Dataset rows on where objects appear:
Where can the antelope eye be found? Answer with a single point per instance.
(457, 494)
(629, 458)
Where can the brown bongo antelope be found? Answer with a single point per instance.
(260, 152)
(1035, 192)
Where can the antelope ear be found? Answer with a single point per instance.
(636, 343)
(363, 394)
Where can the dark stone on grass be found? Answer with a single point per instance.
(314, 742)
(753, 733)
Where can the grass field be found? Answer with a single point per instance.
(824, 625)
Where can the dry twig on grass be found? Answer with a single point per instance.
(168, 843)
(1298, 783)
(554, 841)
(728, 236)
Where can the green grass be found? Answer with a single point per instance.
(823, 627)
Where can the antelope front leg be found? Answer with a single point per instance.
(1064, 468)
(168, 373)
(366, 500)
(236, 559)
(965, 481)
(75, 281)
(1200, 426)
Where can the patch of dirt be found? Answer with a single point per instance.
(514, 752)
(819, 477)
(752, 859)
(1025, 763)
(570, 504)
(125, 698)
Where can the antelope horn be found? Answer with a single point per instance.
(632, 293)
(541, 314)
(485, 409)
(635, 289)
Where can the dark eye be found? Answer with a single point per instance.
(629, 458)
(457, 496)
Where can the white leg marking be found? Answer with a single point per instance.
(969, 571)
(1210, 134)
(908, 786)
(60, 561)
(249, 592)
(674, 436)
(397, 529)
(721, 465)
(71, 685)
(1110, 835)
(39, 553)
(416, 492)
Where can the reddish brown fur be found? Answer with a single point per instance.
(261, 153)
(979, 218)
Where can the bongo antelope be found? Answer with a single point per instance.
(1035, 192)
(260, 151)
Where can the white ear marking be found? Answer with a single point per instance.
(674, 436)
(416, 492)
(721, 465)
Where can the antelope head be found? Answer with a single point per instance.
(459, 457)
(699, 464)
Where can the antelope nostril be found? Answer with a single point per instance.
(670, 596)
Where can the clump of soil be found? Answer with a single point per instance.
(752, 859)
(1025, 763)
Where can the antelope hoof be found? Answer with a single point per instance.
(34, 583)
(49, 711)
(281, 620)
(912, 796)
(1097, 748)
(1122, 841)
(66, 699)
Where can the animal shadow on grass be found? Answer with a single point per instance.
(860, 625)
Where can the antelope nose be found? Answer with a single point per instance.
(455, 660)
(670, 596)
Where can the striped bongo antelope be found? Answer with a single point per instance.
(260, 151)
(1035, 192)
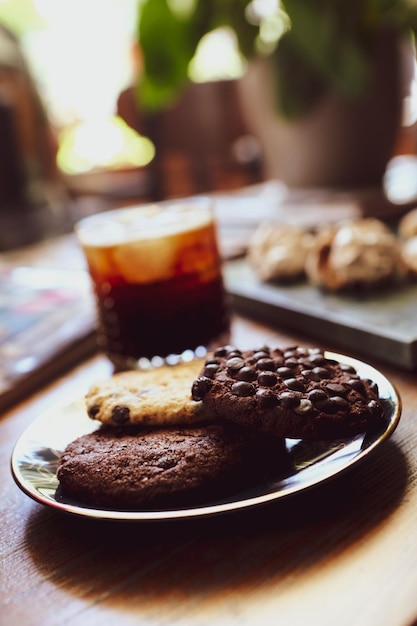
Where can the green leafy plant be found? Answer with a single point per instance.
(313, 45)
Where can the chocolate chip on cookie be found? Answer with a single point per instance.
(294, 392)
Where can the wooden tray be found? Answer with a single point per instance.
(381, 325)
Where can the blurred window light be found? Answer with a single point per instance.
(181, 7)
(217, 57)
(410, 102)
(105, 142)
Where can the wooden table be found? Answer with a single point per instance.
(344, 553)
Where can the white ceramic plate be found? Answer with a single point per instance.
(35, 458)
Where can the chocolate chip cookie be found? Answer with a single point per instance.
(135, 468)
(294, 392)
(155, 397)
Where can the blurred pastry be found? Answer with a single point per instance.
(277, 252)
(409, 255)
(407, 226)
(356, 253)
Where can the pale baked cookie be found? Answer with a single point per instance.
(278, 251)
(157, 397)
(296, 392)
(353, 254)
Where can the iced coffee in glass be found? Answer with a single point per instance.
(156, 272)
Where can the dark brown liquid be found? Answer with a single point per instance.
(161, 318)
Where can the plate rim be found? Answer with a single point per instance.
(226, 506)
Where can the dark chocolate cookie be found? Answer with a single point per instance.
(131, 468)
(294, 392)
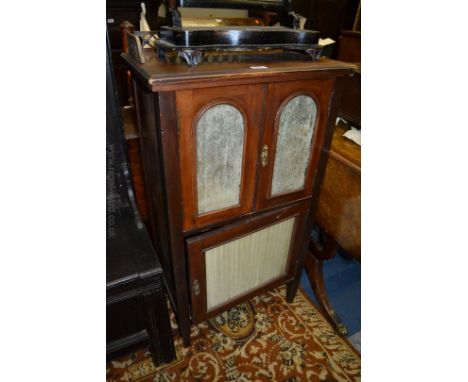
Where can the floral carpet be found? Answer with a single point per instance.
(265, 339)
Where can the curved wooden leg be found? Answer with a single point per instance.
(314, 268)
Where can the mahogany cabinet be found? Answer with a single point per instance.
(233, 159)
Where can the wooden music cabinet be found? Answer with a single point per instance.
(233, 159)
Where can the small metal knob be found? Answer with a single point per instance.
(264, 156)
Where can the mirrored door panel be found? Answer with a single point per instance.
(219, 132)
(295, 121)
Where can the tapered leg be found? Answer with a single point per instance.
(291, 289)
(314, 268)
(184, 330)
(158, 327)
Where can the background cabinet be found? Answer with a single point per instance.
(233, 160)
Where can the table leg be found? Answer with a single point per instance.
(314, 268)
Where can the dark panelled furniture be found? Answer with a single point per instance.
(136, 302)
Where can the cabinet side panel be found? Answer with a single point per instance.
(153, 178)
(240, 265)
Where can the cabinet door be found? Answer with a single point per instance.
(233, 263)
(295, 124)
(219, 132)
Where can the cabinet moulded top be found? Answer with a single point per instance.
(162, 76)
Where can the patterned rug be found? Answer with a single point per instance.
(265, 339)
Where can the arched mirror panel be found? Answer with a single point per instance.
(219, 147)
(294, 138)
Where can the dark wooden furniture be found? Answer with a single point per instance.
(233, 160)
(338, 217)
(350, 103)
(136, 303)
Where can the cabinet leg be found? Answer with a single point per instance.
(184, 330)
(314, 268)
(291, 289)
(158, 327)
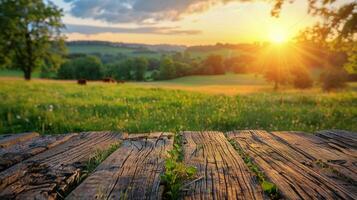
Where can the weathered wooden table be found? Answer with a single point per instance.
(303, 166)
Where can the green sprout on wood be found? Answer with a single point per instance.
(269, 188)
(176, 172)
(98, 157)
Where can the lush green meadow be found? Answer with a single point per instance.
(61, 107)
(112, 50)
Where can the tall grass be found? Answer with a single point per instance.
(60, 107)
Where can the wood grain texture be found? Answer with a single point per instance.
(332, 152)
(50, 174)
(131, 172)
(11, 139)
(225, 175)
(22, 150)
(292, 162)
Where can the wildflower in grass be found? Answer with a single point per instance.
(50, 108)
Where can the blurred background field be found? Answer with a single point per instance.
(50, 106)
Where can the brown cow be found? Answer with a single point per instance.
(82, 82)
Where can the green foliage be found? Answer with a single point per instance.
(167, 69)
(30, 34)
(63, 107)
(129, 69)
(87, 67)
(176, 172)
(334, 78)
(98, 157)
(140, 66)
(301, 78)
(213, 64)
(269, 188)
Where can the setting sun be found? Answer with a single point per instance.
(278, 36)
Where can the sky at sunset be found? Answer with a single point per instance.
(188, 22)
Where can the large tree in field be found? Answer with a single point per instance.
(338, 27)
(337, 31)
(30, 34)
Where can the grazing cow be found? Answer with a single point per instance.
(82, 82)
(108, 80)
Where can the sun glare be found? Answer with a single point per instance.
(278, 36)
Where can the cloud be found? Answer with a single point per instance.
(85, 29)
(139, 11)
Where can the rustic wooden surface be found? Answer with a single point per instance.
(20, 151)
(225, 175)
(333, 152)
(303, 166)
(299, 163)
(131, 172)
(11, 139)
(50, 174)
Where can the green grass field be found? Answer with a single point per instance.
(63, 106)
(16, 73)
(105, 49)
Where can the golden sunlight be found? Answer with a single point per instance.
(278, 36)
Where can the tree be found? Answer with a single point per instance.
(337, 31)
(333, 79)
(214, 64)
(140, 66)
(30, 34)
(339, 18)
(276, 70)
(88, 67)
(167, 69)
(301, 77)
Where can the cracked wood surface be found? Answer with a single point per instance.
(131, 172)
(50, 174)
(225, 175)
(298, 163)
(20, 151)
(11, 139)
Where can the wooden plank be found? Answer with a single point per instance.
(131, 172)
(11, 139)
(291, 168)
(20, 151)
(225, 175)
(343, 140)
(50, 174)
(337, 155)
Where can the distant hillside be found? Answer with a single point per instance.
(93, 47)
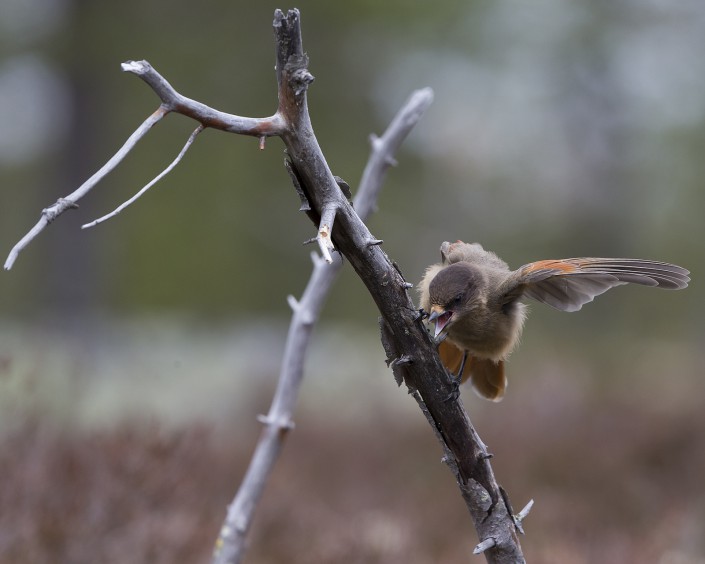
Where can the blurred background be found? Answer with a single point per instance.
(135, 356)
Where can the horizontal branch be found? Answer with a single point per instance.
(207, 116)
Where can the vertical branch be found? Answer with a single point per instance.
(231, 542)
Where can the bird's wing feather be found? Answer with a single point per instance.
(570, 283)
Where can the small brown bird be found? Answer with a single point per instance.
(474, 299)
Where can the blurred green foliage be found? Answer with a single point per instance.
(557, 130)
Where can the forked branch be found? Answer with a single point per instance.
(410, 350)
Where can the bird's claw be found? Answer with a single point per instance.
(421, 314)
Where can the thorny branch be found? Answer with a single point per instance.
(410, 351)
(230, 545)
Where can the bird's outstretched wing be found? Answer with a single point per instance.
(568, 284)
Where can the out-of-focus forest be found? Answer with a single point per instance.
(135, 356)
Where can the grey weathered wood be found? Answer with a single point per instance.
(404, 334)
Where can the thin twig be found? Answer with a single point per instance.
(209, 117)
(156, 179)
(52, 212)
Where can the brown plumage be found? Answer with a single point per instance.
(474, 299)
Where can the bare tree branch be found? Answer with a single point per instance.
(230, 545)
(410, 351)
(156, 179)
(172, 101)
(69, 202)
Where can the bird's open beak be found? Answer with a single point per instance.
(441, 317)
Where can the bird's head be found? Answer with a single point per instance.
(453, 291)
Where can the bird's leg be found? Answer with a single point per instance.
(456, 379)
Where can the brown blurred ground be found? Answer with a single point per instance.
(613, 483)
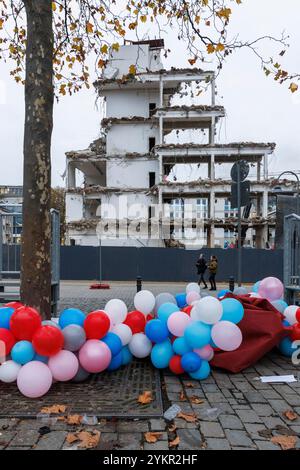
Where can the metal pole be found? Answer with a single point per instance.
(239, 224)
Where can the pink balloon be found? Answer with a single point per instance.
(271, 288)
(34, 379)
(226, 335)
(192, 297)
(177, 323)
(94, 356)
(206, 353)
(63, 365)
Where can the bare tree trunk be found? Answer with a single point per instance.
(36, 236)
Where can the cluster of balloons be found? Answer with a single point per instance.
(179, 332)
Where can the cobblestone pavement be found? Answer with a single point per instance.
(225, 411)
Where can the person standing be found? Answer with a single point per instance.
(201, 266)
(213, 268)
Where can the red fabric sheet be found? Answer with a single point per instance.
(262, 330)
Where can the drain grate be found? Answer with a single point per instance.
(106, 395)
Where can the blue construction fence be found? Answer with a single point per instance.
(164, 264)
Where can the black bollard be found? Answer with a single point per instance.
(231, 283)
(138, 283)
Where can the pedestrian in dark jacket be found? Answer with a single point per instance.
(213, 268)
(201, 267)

Exercise requirements —
Rewrite the records from the line with "Where can the brown blurred" through the end of the records, replacing "metal pole" with "steel pole" and changing nothing else. Leave the pictures out of the answer.

Final result —
Where can the brown blurred ground be found? Answer with a single point per instance.
(613, 483)
Where can the steel pole be found? Answer with a single point per instance.
(239, 224)
Where can the pink balloon be found? Answer with a single point per instance.
(271, 288)
(34, 379)
(226, 335)
(192, 297)
(177, 323)
(94, 356)
(206, 353)
(63, 365)
Where can the bare tree trunk be found? Answer with a single point per instance.
(36, 236)
Where can the cluster of balloons be found? Answer with a single point per instance.
(179, 332)
Where can the cobblestone pavement be found? Answer with a single point per instance.
(225, 411)
Where can the person standing be found? Answer with a single point per instance.
(201, 266)
(213, 268)
Where can the red fabric sheet be found? Answer with a single point per instance.
(262, 330)
Where can the drain grate be found? Answer with a single point per instance.
(106, 395)
Where can the blue construction fence be found? Answer with a single point per instance.
(164, 264)
Where can the black bollard be found? Answer with a single point per instance.
(231, 283)
(138, 283)
Where can the pedestrian in dark jacket be found? Answer with a single point per instance.
(213, 268)
(201, 267)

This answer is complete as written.